-- Required task --
Rewrite the Elastic Load Balancing text from "One of the major" to "are behaving properly.", putting "operator action" in place of "manual intervention".

-- Page extract --
• • • • •

Elastic Load Balancing also detects the health of EC2 instances. When it detects unhealthy Amazon EC2 instances, it no longer routes traffic to them. Instead, it spreads the load across the remaining healthy EC2 instances. If you have set up your EC2 instances in multiple Availability Zones, and all of your EC2 instances in one Availability Zone become unhealthy, Elastic Load Balancing will route traffic to your healthy EC2 instances in those other zones. When the unhealthy EC2 instances have been restored to a healthy state Elastic Load Balancing will resume load balancing to those instances. Additionally, Elastic Load Balancing is itself a distributed system that is fault tolerant and actively monitored.

Elastic Load Balancing also offers integration with Auto Scaling, which ensures that you have the back-end capacity available to meet varying traffic levels. Let's say that you want to make sure that the number of healthy EC2 instances behind an Elastic Load Balancer is never fewer than two. You can use Auto Scaling to set these conditions, and when Auto Scaling detects that a condition has been met, it automatically adds the requisite amount of EC2 instances to your Auto Scaling Group. Here's another example: If you want to make sure to add EC2 instances when the latency of any one of your instances exceeds 4 seconds over any 15 minute period, you can set that condition. Auto Scaling will take the appropriate action on your EC2 instances, even when running behind an Elastic Load Balancer. Auto Scaling works equally well for scaling EC2 instances whether you're using Elastic Load Balancing or not.

One of the major benefits of Elastic Load Balancing is that it abstracts out the complexity of managing, maintaining, and scaling load balancers. The service is designed to automatically add and remove capacity as needed, without needing any manual intervention.

Architecture of the Elastic Load Balancing Service and How It Works

There are two logical components in the Elastic Load Balancing service architecture: load balancers and a controller service. The load balancers are resources that monitor traffic and handle requests that come in through the Internet. The controller service monitors the load balancers, adds and removes capacity as needed, and verifies that load balancers are behaving properly.

Architecture of the Elastic Load Balancing Service

Scaling Elastic Load Balancers

Once you create an elastic load balancer, you must configure it to accept incoming traffic and route requests to your EC2 instances. These configuration parameters are stored by the controller, and the controller ensures that all of the load balancers are operating with the correct configuration. The controller will also monitor the load balancers and manage the capacity that is used to handle the client requests. It increases capacity by utilizing either larger resources (resources with higher performance characteristics) or more individual resources. The Elastic Load Balancing service will update the Domain Name System (DNS) record of the load balancer when it scales so that the new resources have their respective IP addresses registered in DNS. The DNS record that is created includes a Time-to-Live (TTL) setting of 60 seconds, with the expectation that clients will re-lookup the DNS at least every 60 seconds. By default, Elastic Load Balancing will return multiple IP addresses when clients perform a DNS resolution, with the records being randomly ordered on each DNS resolution request. As the traffic profile changes, the controller service will scale the load balancers to handle more requests, scaling equally in all Availability Zones.

• • • • •

-- Dataset excerpts --
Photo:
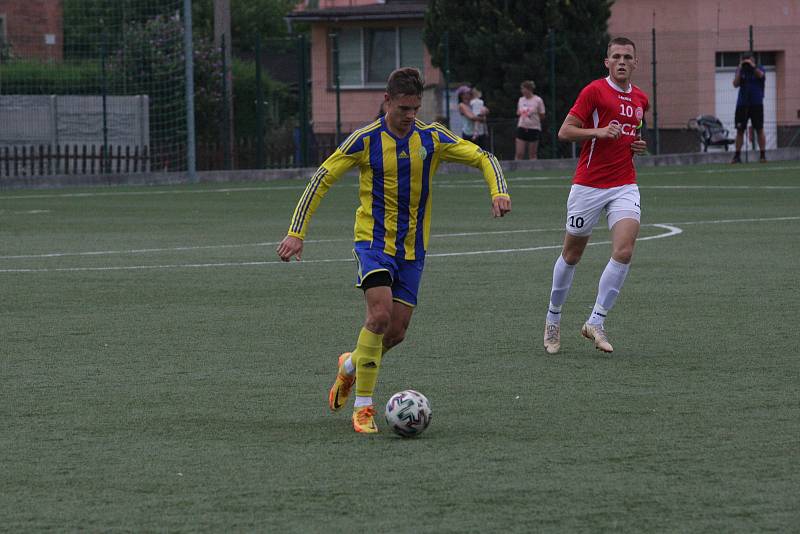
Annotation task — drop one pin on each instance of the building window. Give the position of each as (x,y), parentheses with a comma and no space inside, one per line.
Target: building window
(732,59)
(368,55)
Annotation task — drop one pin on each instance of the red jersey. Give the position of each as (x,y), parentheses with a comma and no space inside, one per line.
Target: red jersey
(608,163)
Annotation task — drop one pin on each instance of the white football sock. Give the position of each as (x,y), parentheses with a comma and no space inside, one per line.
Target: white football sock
(608,289)
(362,401)
(563,273)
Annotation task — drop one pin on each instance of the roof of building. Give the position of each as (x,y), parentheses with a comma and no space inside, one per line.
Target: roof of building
(414,9)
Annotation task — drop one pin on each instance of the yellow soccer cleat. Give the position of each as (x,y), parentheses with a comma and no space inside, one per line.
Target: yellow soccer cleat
(552,337)
(364,420)
(597,333)
(337,397)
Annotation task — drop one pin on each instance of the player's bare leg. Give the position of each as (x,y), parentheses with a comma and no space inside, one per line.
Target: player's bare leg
(367,356)
(533,149)
(519,149)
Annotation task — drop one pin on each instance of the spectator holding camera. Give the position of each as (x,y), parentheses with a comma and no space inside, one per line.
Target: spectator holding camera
(750,79)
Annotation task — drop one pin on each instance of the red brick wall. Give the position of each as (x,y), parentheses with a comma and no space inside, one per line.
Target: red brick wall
(27,24)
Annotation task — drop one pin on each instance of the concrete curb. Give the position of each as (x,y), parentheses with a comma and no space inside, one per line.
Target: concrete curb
(265,175)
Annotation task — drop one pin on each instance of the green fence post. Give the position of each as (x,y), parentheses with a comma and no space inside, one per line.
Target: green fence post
(337,86)
(655,98)
(302,86)
(104,162)
(226,127)
(552,55)
(259,108)
(191,151)
(446,44)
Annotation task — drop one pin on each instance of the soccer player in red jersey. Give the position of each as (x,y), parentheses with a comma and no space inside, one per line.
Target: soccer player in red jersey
(607,118)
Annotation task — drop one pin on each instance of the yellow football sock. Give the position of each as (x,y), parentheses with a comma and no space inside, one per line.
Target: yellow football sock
(367,359)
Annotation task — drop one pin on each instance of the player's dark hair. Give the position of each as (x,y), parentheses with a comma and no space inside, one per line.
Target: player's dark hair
(624,41)
(404,81)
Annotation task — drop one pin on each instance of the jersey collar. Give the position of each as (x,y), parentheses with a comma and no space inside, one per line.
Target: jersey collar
(617,87)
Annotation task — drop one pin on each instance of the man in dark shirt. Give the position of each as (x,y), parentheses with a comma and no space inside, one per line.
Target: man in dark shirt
(750,80)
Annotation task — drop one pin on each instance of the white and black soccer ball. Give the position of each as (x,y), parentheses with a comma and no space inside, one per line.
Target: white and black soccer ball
(408,413)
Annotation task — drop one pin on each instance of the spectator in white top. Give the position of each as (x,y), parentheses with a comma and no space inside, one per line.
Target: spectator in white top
(530,110)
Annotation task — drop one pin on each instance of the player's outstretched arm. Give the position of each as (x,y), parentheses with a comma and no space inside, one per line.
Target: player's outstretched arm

• • • • •

-- Finished answer --
One of the major benefits of Elastic Load Balancing is that it abstracts out the complexity of managing, maintaining, and scaling load balancers. The service is designed to automatically add and remove capacity as needed, without needing any operator action.

Architecture of the Elastic Load Balancing Service and How It Works

There are two logical components in the Elastic Load Balancing service architecture: load balancers and a controller service. The load balancers are resources that monitor traffic and handle requests that come in through the Internet. The controller service monitors the load balancers, adds and removes capacity as needed, and verifies that load balancers are behaving properly.